= Work to do =
Could you copy out every item below with "Sample" changed to "Example", nothing else altered and the pictures left out?

==== Rows

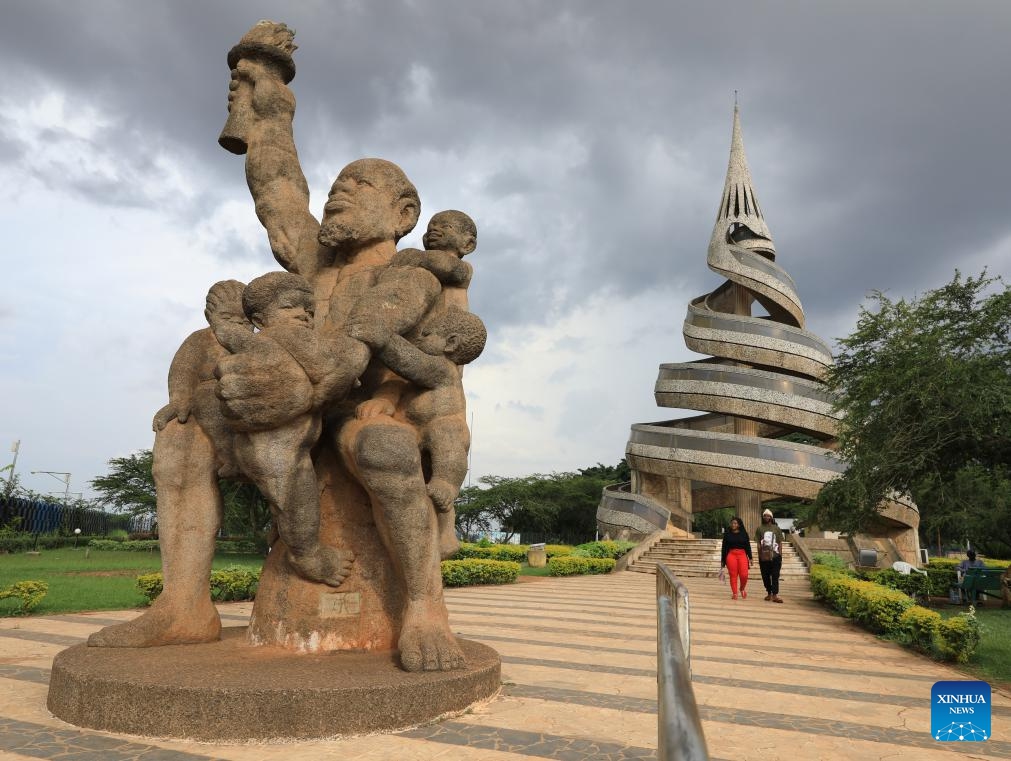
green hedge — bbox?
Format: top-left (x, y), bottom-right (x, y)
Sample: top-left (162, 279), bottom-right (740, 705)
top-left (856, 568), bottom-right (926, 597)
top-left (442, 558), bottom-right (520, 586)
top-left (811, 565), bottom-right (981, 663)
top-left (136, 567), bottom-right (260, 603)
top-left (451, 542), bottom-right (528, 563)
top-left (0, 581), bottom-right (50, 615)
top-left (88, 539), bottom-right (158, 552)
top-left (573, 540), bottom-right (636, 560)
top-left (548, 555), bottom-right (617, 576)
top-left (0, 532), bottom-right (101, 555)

========

= Solution to this task =
green hedge — bbox?
Format: top-left (x, y), bottom-right (x, y)
Example: top-left (162, 279), bottom-right (740, 705)
top-left (856, 568), bottom-right (926, 597)
top-left (442, 558), bottom-right (520, 586)
top-left (811, 565), bottom-right (981, 663)
top-left (136, 567), bottom-right (260, 603)
top-left (451, 542), bottom-right (528, 563)
top-left (0, 581), bottom-right (50, 615)
top-left (88, 539), bottom-right (158, 552)
top-left (573, 540), bottom-right (636, 560)
top-left (548, 555), bottom-right (617, 576)
top-left (0, 532), bottom-right (101, 555)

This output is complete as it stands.